> Istruzioni
[1] Riscrivi il brano dell'intervista che parte dalle parole "Io sono nata" e si chiude con "quindi ho tempo.", mettendo "parentela" al posto di "famiglia".
[2] Nell'intervista, con quale nome sono chiamate le satire legate a Pasquino?

> Estratto di testo
----------------------------------------
Il quale Roma del passato ti sarebbe piaciuto vivere Anna e nelle vesti di quale personaggio?

E’ difficile rispondere a questa domanda, caro Gianfranco. Perché Roma affida le sue radici in qualsiasi secolo. Credo che, da Nerone in poi, fino all’Ottocento, Roma abbia avuto uno splendore tutto suo particolare di morbidezze, di poesia, di raccoglimento che prescindono dalla città in cui vivi. Roma è e basta. Roma è sempre, comunque. Io mi sento, in certi momenti, una signora dell’Ottocento, là dove trovo Pasquino in tanti angoli con delle storie, con le satire, le famose “pasquinate”. Così come potrei essere Agrippina, così come potrei essere qualsiasi altro personaggio romano. Non c’è un momento della vita romana che io rinneghi  o che ami di più. Roma è e basta.

Per una donna di spettacolo come te, Roma cosa rappresenta?

Io lascerei da parte l’esaltazione di Roma capitale, quella che gli altri pensano che sia della gente di spettacolo. Indubbiamente è un punto di riferimento per chi fa spettacolo. Ma se io fossi una donna di Lodi, probabilmente vivrei la mia città con intensità allo stesso modo. Non faccio mai distinzioni, perché è il mio lavoro che mi porta a vivere altrove, sempre.

Com’è avvenuto il tuo accostamento verso il mondo dello spettacolo?

Io sono nata così, amo dire, con questa deformazione fisica e mentale di attrice. Curiosamente nella mia famiglia non ci sono mai stati né attori, né attrici, né cantanti. E’ una famiglia borghese normale, laddove io fin dall’età prescolare, cioè prima della scuola, avevo stabilito che ero nata attrice. Questo mi ha portato a vivere faticosamente, a vivere laddove ti raccontavo di viale XXI Aprile, della mia diversità. Se si nasce attori, se si nasce con il termine “artista”, fra virgolette, si è diverso comunque. Quindi ho vissuto in maniera anticipata questo mio essere attrice. Ho sempre desiderato quello che adesso ho e forse quello che ho adesso è poco rispetto a quello che vorrei. Per me la popolarità fa degli scherzi, ma dall’Oscar in poi, quindi ho tempo.
----------------------------------------
> Record di dati

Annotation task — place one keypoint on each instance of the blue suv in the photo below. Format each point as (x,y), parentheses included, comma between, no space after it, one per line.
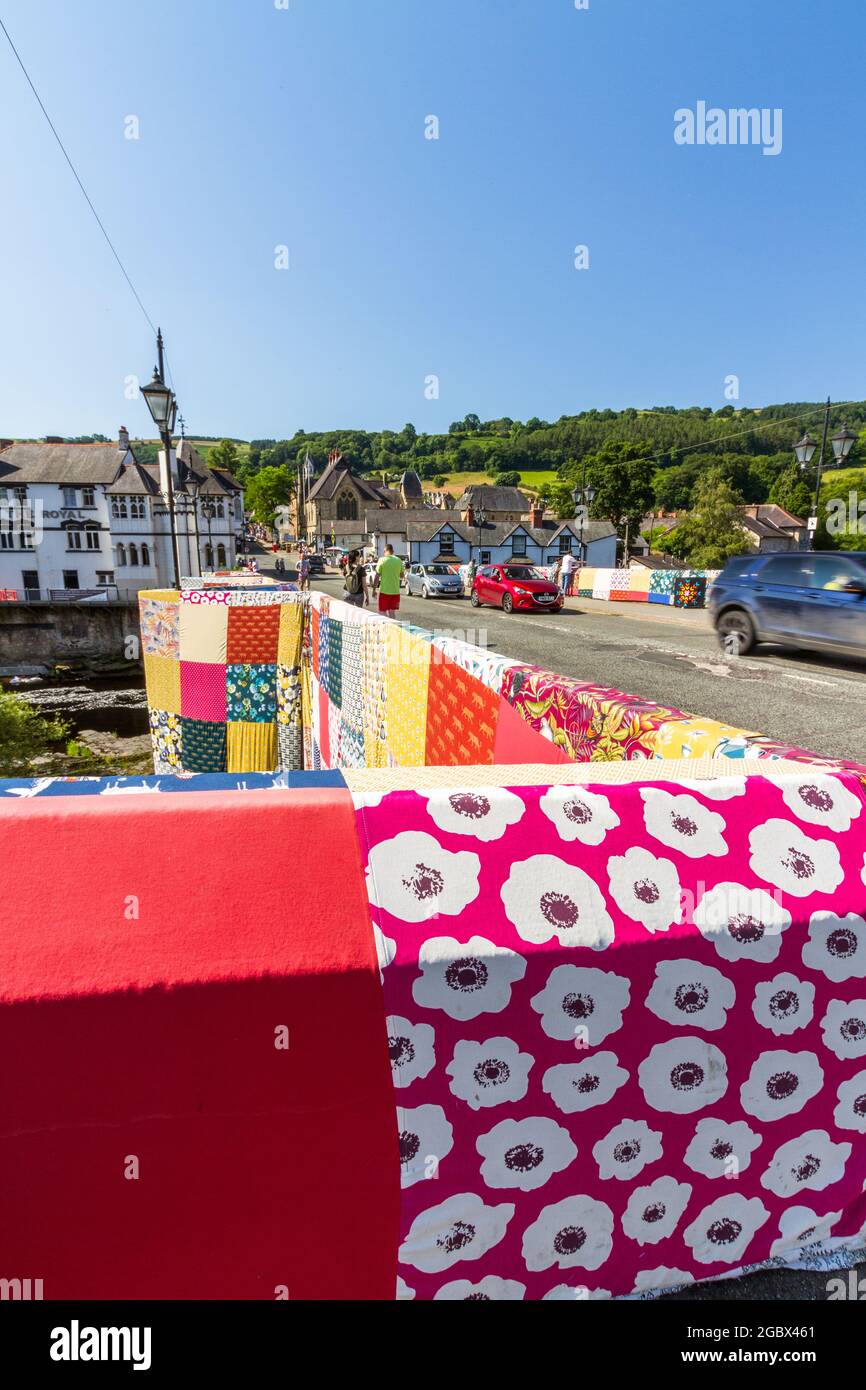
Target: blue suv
(815,599)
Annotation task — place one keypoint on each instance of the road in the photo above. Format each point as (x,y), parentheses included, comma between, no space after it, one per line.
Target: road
(673,659)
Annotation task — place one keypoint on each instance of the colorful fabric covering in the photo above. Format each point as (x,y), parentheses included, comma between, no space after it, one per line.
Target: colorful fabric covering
(253,1034)
(690,592)
(603,1004)
(211,656)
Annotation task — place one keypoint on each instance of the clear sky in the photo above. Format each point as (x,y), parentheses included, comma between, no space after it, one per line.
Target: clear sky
(409,257)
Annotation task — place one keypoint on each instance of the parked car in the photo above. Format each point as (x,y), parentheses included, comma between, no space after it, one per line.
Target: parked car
(815,599)
(434,581)
(515,587)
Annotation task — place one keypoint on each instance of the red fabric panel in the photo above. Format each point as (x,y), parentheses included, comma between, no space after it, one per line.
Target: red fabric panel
(154,1037)
(517,741)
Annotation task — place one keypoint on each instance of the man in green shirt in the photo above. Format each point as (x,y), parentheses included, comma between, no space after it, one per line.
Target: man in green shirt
(388,574)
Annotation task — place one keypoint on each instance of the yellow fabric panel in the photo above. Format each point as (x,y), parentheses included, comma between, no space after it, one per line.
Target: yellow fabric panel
(697,738)
(291,620)
(250,748)
(203,633)
(407,684)
(163,681)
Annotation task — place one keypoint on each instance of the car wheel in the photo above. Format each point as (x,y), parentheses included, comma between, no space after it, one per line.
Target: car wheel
(736,631)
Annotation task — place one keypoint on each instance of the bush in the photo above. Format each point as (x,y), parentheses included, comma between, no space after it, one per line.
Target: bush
(24,734)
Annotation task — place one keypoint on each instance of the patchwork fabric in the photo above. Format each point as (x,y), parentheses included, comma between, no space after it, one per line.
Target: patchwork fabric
(250,694)
(253,634)
(203,747)
(159,623)
(250,747)
(163,683)
(203,631)
(462,716)
(203,691)
(167,741)
(603,1002)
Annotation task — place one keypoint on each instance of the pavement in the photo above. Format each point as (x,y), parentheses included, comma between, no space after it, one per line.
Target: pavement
----------------------------------------
> Risposte fornite
[1]
Io sono nata così, amo dire, con questa deformazione fisica e mentale di attrice. Curiosamente nella mia parentela non ci sono mai stati né attori, né attrici, né cantanti. E’ una parentela borghese normale, laddove io fin dall’età prescolare, cioè prima della scuola, avevo stabilito che ero nata attrice. Questo mi ha portato a vivere faticosamente, a vivere laddove ti raccontavo di viale XXI Aprile, della mia diversità. Se si nasce attori, se si nasce con il termine “artista”, fra virgolette, si è diverso comunque. Quindi ho vissuto in maniera anticipata questo mio essere attrice. Ho sempre desiderato quello che adesso ho e forse quello che ho adesso è poco rispetto a quello che vorrei. Per me la popolarità fa degli scherzi, ma dall’Oscar in poi, quindi ho tempo.

[2] Le "pasquinate".